In the listing below, the answer starts at the line that has "Definition for annotators: for every instance of the jagged" and stops after the line that has "Definition for annotators: for every instance of the long"; please repeat that part exactly and nothing more.

Task inputs:

[Start of section]

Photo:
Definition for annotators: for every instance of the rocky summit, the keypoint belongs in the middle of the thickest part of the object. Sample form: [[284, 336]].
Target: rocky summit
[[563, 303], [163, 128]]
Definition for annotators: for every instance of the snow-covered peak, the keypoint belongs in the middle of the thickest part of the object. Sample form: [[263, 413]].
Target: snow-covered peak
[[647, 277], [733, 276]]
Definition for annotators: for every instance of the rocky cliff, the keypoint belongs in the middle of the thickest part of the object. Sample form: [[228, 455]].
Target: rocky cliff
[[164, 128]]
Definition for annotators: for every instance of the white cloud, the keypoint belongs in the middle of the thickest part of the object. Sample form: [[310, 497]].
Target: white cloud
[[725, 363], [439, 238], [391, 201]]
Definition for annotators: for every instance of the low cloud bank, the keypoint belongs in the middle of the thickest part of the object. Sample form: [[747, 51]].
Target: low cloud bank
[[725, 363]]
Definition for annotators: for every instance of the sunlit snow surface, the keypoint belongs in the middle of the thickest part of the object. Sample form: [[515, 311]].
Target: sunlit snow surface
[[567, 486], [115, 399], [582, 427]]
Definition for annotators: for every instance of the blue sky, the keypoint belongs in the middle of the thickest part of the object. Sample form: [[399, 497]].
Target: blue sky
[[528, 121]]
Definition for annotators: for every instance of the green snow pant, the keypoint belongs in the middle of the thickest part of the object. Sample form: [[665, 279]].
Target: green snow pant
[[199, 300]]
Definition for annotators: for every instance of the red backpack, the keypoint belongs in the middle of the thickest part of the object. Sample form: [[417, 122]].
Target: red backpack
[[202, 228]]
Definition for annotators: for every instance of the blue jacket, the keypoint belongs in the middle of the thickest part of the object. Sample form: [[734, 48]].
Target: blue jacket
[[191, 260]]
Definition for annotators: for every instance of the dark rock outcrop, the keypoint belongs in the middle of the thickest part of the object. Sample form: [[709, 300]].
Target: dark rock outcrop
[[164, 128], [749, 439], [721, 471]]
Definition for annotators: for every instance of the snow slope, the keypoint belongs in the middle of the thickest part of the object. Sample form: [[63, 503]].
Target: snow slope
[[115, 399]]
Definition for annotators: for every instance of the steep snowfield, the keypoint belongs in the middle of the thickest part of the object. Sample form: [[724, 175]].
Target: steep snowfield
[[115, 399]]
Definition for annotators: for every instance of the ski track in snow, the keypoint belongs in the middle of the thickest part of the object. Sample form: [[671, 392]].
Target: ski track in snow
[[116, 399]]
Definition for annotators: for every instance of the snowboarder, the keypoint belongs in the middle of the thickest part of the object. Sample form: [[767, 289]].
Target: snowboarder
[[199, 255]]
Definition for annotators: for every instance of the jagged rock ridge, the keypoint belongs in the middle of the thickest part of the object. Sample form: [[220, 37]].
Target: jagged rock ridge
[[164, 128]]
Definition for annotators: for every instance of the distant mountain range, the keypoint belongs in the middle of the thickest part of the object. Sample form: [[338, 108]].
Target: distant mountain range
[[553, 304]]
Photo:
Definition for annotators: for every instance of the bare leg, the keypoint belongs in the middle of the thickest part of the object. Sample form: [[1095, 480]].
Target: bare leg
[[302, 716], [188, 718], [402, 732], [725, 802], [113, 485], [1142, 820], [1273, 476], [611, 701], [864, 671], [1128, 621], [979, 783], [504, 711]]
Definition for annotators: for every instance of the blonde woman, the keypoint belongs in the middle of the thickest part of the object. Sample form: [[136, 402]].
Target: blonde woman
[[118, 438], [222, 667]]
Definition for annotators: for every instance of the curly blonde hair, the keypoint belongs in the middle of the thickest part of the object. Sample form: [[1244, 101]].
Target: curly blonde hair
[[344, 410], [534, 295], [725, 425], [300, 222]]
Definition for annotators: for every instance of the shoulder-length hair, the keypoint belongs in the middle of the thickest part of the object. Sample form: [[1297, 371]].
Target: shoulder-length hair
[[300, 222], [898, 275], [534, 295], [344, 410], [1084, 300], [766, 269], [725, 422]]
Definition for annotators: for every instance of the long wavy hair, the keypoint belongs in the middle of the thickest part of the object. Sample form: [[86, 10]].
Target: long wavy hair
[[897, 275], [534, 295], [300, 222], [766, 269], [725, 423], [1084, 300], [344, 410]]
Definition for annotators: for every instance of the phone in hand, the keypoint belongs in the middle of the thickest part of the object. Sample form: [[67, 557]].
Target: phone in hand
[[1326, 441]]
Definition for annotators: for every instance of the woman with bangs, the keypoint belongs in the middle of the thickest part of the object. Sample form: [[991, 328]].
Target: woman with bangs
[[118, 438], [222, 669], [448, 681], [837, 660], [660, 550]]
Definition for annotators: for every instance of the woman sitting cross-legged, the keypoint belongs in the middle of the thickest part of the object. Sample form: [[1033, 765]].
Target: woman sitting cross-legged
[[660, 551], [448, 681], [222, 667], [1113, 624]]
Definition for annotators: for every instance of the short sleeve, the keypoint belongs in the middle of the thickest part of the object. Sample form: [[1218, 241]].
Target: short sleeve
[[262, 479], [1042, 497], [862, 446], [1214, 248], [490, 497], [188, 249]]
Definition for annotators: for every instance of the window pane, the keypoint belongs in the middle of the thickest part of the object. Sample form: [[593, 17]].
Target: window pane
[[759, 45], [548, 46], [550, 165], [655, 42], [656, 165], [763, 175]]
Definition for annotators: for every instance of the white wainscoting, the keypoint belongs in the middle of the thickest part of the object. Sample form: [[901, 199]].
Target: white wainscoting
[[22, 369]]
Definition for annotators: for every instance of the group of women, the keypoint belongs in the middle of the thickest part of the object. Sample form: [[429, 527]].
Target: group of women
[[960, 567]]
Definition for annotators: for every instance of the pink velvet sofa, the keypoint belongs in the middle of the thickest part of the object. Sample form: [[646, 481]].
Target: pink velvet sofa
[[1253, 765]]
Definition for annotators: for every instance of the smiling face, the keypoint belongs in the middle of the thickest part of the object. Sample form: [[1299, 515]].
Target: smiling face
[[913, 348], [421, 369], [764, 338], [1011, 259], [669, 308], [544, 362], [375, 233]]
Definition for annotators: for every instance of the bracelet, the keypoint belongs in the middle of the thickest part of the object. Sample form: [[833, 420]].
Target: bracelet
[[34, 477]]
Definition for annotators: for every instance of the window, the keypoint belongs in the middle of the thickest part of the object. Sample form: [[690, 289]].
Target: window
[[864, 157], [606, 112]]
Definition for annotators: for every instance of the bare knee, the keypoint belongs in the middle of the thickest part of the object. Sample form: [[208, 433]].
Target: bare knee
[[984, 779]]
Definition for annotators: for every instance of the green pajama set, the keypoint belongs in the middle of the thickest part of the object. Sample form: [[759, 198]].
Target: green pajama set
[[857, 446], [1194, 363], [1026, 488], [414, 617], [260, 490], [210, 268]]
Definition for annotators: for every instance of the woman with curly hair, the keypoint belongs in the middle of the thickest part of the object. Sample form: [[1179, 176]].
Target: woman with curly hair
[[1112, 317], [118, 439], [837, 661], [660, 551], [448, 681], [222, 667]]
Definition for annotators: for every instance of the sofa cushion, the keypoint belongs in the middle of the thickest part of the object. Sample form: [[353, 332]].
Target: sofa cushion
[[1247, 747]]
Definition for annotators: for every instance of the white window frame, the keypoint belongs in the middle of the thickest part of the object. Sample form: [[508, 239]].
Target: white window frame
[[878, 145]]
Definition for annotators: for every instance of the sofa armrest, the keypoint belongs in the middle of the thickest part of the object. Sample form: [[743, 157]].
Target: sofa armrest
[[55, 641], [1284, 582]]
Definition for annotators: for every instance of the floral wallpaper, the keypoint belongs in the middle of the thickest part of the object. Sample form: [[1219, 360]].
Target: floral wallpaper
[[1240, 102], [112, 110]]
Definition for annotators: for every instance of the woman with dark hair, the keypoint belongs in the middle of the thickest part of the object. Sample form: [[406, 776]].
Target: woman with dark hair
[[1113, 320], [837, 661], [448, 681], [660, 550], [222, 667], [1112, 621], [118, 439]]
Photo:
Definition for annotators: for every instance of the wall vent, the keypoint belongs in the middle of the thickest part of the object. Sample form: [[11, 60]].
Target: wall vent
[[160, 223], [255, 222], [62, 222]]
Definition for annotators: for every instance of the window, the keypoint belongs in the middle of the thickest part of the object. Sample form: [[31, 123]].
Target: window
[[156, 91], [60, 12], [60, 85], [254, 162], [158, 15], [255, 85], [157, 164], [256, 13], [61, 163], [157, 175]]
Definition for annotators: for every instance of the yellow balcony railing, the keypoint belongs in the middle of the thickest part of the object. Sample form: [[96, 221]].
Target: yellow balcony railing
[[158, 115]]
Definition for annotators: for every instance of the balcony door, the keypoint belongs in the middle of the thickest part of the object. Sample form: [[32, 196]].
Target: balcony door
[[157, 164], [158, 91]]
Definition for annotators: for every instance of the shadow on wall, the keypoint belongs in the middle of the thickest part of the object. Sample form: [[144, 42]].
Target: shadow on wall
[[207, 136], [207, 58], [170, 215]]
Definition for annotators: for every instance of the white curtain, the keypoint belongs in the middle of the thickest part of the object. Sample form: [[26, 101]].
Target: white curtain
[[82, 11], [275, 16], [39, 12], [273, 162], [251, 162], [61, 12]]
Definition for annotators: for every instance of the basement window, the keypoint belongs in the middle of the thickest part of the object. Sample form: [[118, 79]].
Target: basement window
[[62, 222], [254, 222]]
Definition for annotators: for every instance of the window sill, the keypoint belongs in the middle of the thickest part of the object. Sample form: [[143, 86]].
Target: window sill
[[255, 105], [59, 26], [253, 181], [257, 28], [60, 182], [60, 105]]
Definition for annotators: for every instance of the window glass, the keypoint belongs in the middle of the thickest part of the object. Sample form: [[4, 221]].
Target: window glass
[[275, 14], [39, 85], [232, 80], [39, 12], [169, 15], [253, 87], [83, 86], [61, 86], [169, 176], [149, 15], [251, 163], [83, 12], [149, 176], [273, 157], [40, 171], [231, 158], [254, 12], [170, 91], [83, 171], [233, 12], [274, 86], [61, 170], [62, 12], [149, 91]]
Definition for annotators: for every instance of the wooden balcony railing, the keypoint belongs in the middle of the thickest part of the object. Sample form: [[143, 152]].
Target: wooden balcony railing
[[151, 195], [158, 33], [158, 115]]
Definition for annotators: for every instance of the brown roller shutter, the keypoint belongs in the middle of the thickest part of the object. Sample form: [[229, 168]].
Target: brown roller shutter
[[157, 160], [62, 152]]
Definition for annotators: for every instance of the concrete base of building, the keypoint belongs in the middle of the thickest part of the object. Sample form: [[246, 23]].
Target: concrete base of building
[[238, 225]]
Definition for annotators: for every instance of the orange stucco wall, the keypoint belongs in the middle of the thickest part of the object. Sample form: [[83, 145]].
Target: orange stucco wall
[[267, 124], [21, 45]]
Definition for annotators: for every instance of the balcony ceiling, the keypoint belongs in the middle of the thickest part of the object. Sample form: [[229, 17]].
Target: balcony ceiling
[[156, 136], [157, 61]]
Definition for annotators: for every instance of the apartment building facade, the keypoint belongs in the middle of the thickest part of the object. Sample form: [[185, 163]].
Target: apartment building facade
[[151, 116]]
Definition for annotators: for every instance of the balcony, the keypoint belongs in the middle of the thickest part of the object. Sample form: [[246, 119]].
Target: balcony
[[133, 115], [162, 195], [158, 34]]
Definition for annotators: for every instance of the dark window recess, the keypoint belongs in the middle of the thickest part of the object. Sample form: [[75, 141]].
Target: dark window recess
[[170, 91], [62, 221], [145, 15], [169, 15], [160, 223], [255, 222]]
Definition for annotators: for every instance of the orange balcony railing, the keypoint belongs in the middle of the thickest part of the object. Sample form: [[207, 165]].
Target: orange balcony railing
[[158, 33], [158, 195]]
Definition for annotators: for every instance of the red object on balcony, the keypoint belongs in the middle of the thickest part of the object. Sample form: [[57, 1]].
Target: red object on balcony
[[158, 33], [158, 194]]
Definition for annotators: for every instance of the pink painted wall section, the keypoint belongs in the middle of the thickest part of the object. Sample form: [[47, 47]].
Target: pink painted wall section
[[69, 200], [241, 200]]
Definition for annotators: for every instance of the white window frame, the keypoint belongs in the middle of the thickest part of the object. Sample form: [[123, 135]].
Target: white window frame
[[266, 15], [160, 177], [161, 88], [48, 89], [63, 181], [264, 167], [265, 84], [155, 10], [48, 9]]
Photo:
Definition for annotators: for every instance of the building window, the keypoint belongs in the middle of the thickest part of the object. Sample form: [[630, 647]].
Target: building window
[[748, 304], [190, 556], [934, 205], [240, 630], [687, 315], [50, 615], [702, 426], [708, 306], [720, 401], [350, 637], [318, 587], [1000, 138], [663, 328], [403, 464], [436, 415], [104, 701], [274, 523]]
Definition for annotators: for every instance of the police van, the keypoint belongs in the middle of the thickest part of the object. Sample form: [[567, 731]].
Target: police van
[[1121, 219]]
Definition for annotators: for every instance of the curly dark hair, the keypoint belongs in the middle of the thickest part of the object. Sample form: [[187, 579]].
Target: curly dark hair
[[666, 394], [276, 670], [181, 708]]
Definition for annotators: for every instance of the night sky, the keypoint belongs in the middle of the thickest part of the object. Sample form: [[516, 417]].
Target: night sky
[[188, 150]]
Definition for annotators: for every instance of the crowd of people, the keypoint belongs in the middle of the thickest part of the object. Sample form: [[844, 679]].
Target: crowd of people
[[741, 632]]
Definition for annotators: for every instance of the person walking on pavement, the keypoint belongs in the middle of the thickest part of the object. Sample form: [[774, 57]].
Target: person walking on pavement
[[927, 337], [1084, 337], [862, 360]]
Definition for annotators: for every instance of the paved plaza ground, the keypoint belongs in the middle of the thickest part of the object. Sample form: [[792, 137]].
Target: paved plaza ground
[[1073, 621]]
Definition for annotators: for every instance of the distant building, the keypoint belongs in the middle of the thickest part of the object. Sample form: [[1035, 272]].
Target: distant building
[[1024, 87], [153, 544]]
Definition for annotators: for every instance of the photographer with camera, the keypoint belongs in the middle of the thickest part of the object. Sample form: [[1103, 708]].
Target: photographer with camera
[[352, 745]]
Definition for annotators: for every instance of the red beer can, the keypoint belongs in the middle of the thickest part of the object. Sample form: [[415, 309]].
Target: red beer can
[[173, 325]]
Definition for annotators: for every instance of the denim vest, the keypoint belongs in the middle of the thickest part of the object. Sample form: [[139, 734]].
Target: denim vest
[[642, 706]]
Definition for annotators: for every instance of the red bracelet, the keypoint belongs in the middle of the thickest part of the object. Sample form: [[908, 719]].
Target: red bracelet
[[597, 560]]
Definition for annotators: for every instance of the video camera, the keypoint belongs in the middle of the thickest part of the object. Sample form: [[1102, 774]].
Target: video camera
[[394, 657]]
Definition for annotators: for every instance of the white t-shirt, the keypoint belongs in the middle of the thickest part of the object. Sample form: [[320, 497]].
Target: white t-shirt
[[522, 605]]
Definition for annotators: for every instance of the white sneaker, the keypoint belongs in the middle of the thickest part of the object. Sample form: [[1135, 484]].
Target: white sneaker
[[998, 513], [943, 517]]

[End of section]

Exercise result:
Definition for annotators: for every instance of the jagged rock ridge, the keypoint belongs in the middle of the thickest part of the object. Sample form: [[220, 37]].
Target: jagged rock ridge
[[164, 128]]
Definition for annotators: for every instance of the distant mountain range, the keypoint belongs in the middle of the thickest part of the object. Sample form: [[338, 108]].
Target: distant mountain range
[[553, 304]]
Photo:
Definition for annotators: for every instance of the bare leg, the keypoint belongs in the middle of the thickest part of the object. Sample form: [[1095, 480]].
Target: bare leg
[[302, 716], [188, 718], [402, 732], [725, 802], [113, 485], [1142, 820], [1273, 476], [611, 701], [864, 671], [1128, 621], [979, 783], [504, 711]]
Definition for annotators: for every instance of the blonde woman, the keypoint belongs in the middle of the thickest part of the object. Sample form: [[136, 402]].
Target: blonde woman
[[118, 438], [222, 667]]
Definition for annotators: for every instance of the curly blonde hair, the keypoint belongs in the middle of the thickest part of the object. Sample form: [[1244, 101]].
Target: curly blonde hair
[[344, 410], [534, 295], [725, 425], [300, 222]]
Definition for annotators: for every instance of the shoulder-length hair, the keypoint belongs in the middle of the thickest part of the object. Sample form: [[1297, 371]].
Target: shoulder-length hair
[[300, 222], [898, 275], [534, 295], [344, 410], [1084, 300], [766, 269], [725, 422]]
Definition for annotators: for every instance of the long wavy hair, the keypoint belongs in the middle of the thickest part of the object. Sample form: [[86, 10]].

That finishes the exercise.